Task description: Count the lines in the records below that contain the word "whole", matching case exactly. Reply with the number only.

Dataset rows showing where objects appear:
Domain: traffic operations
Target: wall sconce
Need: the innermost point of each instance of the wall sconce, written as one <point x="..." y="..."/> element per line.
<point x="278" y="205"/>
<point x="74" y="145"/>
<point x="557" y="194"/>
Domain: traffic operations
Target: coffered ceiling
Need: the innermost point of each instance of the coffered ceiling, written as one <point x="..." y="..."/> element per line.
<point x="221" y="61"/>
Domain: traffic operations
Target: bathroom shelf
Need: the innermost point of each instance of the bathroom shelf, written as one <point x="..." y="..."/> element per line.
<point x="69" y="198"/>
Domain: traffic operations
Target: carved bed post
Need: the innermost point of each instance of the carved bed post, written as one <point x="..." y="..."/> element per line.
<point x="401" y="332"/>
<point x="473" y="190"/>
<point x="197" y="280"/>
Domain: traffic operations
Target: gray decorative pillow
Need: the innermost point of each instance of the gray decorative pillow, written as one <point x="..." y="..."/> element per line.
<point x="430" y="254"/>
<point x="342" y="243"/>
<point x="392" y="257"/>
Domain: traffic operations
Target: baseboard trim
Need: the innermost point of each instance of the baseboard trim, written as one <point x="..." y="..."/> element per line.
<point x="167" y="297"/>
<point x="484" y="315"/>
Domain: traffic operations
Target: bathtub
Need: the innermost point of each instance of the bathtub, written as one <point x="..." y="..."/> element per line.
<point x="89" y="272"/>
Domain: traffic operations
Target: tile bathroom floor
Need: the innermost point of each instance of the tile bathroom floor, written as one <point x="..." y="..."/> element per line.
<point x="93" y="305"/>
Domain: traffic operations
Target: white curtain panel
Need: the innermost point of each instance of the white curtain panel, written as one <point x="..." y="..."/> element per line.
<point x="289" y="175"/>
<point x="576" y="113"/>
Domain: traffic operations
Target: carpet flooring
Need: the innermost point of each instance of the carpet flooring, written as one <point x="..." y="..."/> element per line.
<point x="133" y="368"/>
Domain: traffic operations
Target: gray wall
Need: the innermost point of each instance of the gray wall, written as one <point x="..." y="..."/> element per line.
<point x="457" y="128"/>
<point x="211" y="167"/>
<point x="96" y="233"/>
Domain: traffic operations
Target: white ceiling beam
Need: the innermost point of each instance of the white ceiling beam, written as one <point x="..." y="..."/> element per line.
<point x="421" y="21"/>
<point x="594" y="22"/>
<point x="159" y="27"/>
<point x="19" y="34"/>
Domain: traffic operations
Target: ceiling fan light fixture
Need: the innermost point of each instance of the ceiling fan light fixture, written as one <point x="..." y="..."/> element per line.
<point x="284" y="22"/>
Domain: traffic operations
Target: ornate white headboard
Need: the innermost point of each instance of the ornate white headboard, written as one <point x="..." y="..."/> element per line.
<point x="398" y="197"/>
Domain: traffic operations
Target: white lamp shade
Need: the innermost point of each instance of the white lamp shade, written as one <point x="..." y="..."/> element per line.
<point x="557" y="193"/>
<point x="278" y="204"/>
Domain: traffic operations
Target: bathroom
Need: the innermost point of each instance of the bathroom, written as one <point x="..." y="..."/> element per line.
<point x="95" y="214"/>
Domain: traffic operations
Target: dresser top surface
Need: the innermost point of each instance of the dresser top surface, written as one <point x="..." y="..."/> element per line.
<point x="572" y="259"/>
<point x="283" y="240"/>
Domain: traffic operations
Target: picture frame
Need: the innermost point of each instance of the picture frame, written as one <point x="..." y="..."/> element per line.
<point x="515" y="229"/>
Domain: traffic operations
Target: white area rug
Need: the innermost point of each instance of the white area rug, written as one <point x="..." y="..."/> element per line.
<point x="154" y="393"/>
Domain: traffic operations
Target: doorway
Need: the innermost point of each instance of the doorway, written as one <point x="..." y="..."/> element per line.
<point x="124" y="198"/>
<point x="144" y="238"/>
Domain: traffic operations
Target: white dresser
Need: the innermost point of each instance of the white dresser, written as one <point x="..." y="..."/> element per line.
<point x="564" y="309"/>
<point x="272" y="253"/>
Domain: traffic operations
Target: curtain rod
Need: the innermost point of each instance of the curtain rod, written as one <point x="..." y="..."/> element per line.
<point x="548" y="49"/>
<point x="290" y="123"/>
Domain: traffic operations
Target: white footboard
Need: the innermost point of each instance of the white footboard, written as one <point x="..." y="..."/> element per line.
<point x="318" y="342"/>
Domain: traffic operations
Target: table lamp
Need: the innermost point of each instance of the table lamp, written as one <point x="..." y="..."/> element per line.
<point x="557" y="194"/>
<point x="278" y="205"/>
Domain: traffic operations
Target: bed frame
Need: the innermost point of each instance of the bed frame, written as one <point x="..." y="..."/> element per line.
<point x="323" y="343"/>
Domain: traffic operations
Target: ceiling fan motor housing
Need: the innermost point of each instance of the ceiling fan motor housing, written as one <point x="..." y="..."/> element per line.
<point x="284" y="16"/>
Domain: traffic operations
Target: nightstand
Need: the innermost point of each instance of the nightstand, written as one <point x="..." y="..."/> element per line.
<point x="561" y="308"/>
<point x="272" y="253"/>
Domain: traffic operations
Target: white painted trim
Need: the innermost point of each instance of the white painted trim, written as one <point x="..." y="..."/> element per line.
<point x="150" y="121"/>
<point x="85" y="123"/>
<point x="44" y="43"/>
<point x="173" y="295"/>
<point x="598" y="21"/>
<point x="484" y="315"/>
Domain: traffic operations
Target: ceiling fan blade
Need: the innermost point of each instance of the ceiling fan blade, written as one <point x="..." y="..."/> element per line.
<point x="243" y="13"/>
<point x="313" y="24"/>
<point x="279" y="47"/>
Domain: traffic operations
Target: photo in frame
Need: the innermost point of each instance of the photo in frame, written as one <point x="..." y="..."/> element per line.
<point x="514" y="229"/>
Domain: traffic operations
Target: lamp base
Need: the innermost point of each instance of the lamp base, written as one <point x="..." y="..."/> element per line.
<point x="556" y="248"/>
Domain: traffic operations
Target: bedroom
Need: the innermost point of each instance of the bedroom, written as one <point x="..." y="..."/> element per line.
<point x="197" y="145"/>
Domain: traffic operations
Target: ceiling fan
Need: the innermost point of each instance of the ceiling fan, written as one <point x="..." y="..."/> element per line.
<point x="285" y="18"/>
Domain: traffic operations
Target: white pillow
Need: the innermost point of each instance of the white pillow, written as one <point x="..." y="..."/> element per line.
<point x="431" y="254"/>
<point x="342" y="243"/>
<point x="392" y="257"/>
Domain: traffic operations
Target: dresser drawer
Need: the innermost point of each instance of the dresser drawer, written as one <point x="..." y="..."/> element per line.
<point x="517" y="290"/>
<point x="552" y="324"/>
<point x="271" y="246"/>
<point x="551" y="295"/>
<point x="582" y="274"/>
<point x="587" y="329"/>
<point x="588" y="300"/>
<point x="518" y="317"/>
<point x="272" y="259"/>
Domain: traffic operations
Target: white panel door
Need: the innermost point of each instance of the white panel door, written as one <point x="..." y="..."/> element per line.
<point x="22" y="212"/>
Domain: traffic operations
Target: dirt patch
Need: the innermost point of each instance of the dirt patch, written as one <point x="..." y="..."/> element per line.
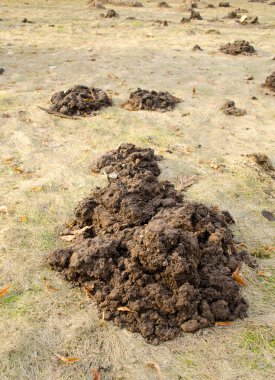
<point x="154" y="263"/>
<point x="229" y="108"/>
<point x="111" y="13"/>
<point x="163" y="4"/>
<point x="79" y="100"/>
<point x="270" y="81"/>
<point x="224" y="5"/>
<point x="238" y="47"/>
<point x="151" y="101"/>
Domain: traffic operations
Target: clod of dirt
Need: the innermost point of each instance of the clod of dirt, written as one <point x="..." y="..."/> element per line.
<point x="195" y="15"/>
<point x="162" y="22"/>
<point x="197" y="48"/>
<point x="184" y="20"/>
<point x="268" y="215"/>
<point x="238" y="47"/>
<point x="154" y="263"/>
<point x="163" y="4"/>
<point x="26" y="21"/>
<point x="229" y="108"/>
<point x="262" y="160"/>
<point x="270" y="81"/>
<point x="111" y="13"/>
<point x="232" y="15"/>
<point x="79" y="100"/>
<point x="151" y="101"/>
<point x="244" y="20"/>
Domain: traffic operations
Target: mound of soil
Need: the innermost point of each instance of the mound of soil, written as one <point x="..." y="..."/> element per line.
<point x="238" y="47"/>
<point x="79" y="100"/>
<point x="111" y="13"/>
<point x="163" y="4"/>
<point x="229" y="108"/>
<point x="270" y="81"/>
<point x="154" y="263"/>
<point x="151" y="101"/>
<point x="195" y="15"/>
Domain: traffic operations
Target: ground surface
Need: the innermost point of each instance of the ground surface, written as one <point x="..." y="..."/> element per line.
<point x="45" y="170"/>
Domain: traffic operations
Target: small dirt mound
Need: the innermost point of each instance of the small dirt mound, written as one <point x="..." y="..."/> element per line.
<point x="229" y="108"/>
<point x="151" y="101"/>
<point x="154" y="263"/>
<point x="79" y="100"/>
<point x="111" y="13"/>
<point x="270" y="81"/>
<point x="163" y="4"/>
<point x="238" y="47"/>
<point x="195" y="15"/>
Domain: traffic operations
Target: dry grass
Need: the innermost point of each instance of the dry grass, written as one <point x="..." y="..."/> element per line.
<point x="44" y="171"/>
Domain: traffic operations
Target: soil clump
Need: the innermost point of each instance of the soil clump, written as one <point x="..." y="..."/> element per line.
<point x="153" y="262"/>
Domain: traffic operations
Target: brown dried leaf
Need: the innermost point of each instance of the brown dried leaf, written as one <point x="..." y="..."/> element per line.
<point x="221" y="323"/>
<point x="4" y="290"/>
<point x="157" y="367"/>
<point x="95" y="373"/>
<point x="68" y="237"/>
<point x="238" y="277"/>
<point x="123" y="308"/>
<point x="67" y="360"/>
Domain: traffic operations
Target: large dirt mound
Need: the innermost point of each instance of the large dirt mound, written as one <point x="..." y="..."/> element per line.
<point x="79" y="100"/>
<point x="151" y="101"/>
<point x="238" y="47"/>
<point x="154" y="263"/>
<point x="270" y="81"/>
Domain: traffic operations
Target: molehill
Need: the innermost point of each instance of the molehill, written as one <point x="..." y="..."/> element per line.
<point x="154" y="263"/>
<point x="79" y="100"/>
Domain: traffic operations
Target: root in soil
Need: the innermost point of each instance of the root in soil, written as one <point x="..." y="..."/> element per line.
<point x="154" y="263"/>
<point x="151" y="101"/>
<point x="79" y="100"/>
<point x="238" y="47"/>
<point x="229" y="108"/>
<point x="270" y="81"/>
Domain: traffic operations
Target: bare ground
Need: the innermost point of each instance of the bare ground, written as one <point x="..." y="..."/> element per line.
<point x="44" y="171"/>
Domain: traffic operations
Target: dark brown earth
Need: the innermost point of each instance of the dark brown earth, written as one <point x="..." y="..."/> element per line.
<point x="154" y="263"/>
<point x="111" y="13"/>
<point x="238" y="47"/>
<point x="224" y="4"/>
<point x="163" y="4"/>
<point x="79" y="100"/>
<point x="229" y="108"/>
<point x="151" y="101"/>
<point x="270" y="81"/>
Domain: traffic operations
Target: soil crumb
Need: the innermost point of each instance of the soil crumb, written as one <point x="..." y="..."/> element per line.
<point x="111" y="13"/>
<point x="163" y="4"/>
<point x="79" y="100"/>
<point x="197" y="48"/>
<point x="154" y="263"/>
<point x="270" y="81"/>
<point x="229" y="108"/>
<point x="238" y="47"/>
<point x="151" y="101"/>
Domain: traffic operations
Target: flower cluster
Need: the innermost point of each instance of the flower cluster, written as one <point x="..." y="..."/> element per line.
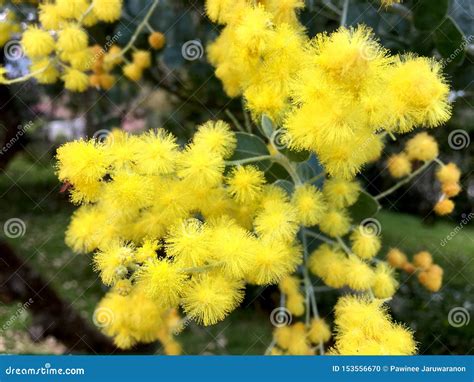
<point x="174" y="224"/>
<point x="58" y="46"/>
<point x="128" y="315"/>
<point x="430" y="275"/>
<point x="364" y="328"/>
<point x="187" y="227"/>
<point x="424" y="148"/>
<point x="334" y="92"/>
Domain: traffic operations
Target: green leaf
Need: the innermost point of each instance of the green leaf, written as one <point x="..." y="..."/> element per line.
<point x="362" y="12"/>
<point x="428" y="14"/>
<point x="251" y="146"/>
<point x="267" y="126"/>
<point x="286" y="185"/>
<point x="365" y="207"/>
<point x="450" y="42"/>
<point x="276" y="172"/>
<point x="310" y="169"/>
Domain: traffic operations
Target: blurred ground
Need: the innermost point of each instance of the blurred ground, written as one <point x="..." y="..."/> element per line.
<point x="31" y="192"/>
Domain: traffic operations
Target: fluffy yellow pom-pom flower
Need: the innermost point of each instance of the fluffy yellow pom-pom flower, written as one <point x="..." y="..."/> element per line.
<point x="448" y="173"/>
<point x="396" y="258"/>
<point x="384" y="285"/>
<point x="75" y="80"/>
<point x="319" y="331"/>
<point x="80" y="160"/>
<point x="364" y="328"/>
<point x="46" y="71"/>
<point x="37" y="42"/>
<point x="245" y="183"/>
<point x="217" y="136"/>
<point x="272" y="260"/>
<point x="72" y="38"/>
<point x="188" y="243"/>
<point x="399" y="165"/>
<point x="163" y="281"/>
<point x="157" y="153"/>
<point x="211" y="297"/>
<point x="309" y="203"/>
<point x="444" y="207"/>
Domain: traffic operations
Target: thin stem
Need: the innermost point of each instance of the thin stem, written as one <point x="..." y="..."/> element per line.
<point x="403" y="181"/>
<point x="234" y="120"/>
<point x="249" y="160"/>
<point x="25" y="77"/>
<point x="139" y="29"/>
<point x="248" y="124"/>
<point x="345" y="10"/>
<point x="344" y="246"/>
<point x="310" y="296"/>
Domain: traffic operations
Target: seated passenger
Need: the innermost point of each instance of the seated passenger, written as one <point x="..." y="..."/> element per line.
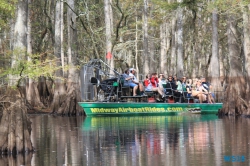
<point x="154" y="81"/>
<point x="199" y="92"/>
<point x="135" y="81"/>
<point x="162" y="81"/>
<point x="178" y="93"/>
<point x="208" y="87"/>
<point x="189" y="88"/>
<point x="147" y="83"/>
<point x="128" y="81"/>
<point x="170" y="86"/>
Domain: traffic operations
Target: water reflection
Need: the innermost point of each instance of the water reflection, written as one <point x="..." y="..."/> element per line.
<point x="156" y="140"/>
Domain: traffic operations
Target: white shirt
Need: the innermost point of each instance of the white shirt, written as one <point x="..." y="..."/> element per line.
<point x="134" y="78"/>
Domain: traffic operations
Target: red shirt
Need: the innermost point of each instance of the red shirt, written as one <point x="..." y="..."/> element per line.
<point x="146" y="82"/>
<point x="154" y="81"/>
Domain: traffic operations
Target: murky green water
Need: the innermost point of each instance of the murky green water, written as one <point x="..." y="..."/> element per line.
<point x="140" y="141"/>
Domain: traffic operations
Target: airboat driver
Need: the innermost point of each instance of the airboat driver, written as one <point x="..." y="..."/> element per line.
<point x="128" y="81"/>
<point x="135" y="80"/>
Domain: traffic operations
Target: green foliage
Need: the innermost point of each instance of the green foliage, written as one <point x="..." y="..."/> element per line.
<point x="7" y="10"/>
<point x="33" y="68"/>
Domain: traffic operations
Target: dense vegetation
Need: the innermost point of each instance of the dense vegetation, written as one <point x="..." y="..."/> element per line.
<point x="43" y="43"/>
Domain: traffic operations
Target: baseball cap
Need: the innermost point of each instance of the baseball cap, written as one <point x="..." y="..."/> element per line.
<point x="131" y="69"/>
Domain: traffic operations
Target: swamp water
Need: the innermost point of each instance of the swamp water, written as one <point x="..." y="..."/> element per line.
<point x="190" y="139"/>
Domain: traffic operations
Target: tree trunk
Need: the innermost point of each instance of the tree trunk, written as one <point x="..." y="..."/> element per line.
<point x="215" y="62"/>
<point x="246" y="31"/>
<point x="31" y="88"/>
<point x="109" y="31"/>
<point x="180" y="64"/>
<point x="165" y="45"/>
<point x="172" y="66"/>
<point x="15" y="125"/>
<point x="60" y="90"/>
<point x="70" y="104"/>
<point x="145" y="38"/>
<point x="235" y="103"/>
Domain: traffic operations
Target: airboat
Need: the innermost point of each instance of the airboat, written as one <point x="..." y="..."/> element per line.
<point x="103" y="94"/>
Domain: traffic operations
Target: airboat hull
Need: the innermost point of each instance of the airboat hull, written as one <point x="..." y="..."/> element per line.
<point x="147" y="109"/>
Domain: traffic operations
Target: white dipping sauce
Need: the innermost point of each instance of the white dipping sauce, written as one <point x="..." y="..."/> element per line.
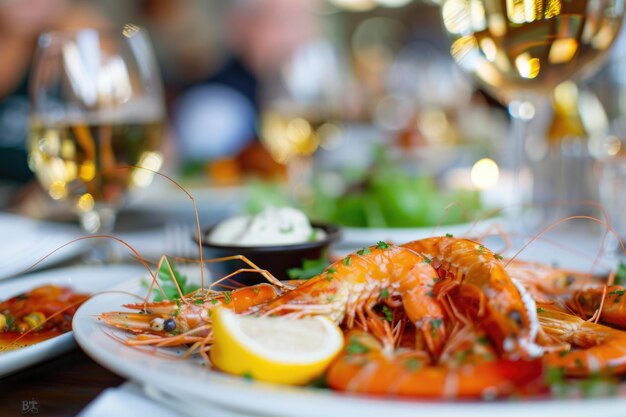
<point x="272" y="227"/>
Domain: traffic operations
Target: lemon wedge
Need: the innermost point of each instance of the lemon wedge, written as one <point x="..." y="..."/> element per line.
<point x="274" y="349"/>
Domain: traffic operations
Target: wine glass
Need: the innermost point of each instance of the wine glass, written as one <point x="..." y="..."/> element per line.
<point x="519" y="50"/>
<point x="97" y="115"/>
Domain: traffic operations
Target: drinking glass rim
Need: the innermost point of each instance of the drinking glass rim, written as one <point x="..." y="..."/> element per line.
<point x="116" y="31"/>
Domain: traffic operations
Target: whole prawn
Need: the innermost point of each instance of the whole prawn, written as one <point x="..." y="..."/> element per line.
<point x="586" y="347"/>
<point x="476" y="279"/>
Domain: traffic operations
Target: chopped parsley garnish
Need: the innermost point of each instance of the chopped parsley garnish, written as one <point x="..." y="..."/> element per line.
<point x="388" y="314"/>
<point x="620" y="274"/>
<point x="310" y="268"/>
<point x="382" y="245"/>
<point x="435" y="324"/>
<point x="169" y="286"/>
<point x="355" y="347"/>
<point x="363" y="251"/>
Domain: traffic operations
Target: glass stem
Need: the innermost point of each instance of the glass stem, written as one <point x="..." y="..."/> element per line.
<point x="100" y="221"/>
<point x="522" y="113"/>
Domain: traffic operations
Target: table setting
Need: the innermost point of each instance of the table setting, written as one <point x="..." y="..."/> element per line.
<point x="314" y="207"/>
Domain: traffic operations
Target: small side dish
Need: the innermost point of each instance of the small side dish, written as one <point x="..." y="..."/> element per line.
<point x="39" y="314"/>
<point x="277" y="240"/>
<point x="271" y="227"/>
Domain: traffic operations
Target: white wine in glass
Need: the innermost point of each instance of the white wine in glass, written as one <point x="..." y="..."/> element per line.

Written solution: 2